━━━ INPUT RECORDS

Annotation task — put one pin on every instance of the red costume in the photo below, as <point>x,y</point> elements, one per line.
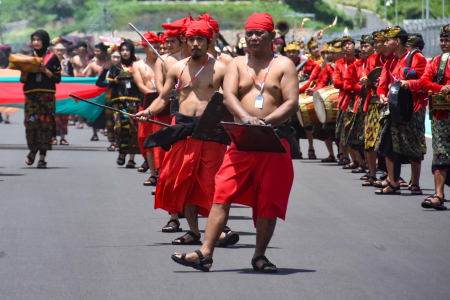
<point>261,180</point>
<point>189,167</point>
<point>393,71</point>
<point>340,67</point>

━━━━━━

> **PROBLEM DESCRIPTION**:
Print each record exactly as it stands, omitting the pictures.

> **RESPONSE**:
Annotation task — put one pin on every instance of the red costume in the photo below, as <point>x,y</point> elements, one per line.
<point>261,180</point>
<point>189,167</point>
<point>393,71</point>
<point>340,67</point>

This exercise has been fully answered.